## [REQUEST]
Reproduce all of the material below, substituting "Labeling job" for every occurrence of "Annotation task" and leaving everything else unchanged. Omit the pictures from your response.

--------

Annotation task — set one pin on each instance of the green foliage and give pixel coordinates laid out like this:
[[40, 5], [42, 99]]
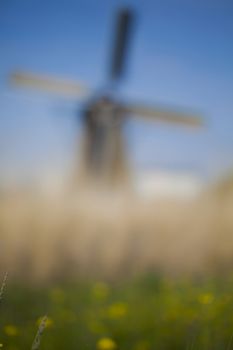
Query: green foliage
[[146, 313]]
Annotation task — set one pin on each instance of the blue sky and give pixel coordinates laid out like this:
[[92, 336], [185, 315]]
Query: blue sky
[[181, 54]]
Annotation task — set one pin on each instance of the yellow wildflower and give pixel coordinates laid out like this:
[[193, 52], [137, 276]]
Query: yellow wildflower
[[57, 295], [142, 345], [106, 344], [117, 310], [11, 330], [100, 290], [48, 324], [206, 298]]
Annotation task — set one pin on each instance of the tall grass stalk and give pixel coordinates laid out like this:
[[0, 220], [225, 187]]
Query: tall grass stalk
[[3, 286], [37, 340]]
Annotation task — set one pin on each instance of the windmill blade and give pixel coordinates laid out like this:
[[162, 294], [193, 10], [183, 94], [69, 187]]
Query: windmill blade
[[123, 30], [66, 88], [165, 116]]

--------

## [OUTPUT]
Labeling job — set one pin on each instance of the green foliage and give pixel coordinates laid out like this:
[[40, 5], [42, 99]]
Query: green foliage
[[146, 313]]
Labeling job — set one pin on each instance of the blue sky and give pixel coordinates laid out like this:
[[92, 336], [185, 315]]
Query: blue sky
[[181, 54]]
Labeling job — set one pin on each instance of the yellow wildflower and give pixel coordinates laid out like this:
[[193, 52], [137, 276]]
Query: yellow wildflower
[[57, 295], [142, 345], [106, 344], [117, 310], [11, 330], [100, 290], [48, 324], [206, 298]]
Labeling job — set one pin on each instance of the tall grass stalk and give pixel coordinates laid out like this:
[[0, 220], [225, 187]]
Query: tall grass stalk
[[3, 286], [37, 340]]
Labeling job — set one pin on each instance of the windmill blade and give pixel coordinates laid out like this:
[[162, 294], [193, 10], [183, 94], [69, 187]]
Query: windmill blade
[[123, 30], [66, 88], [165, 116]]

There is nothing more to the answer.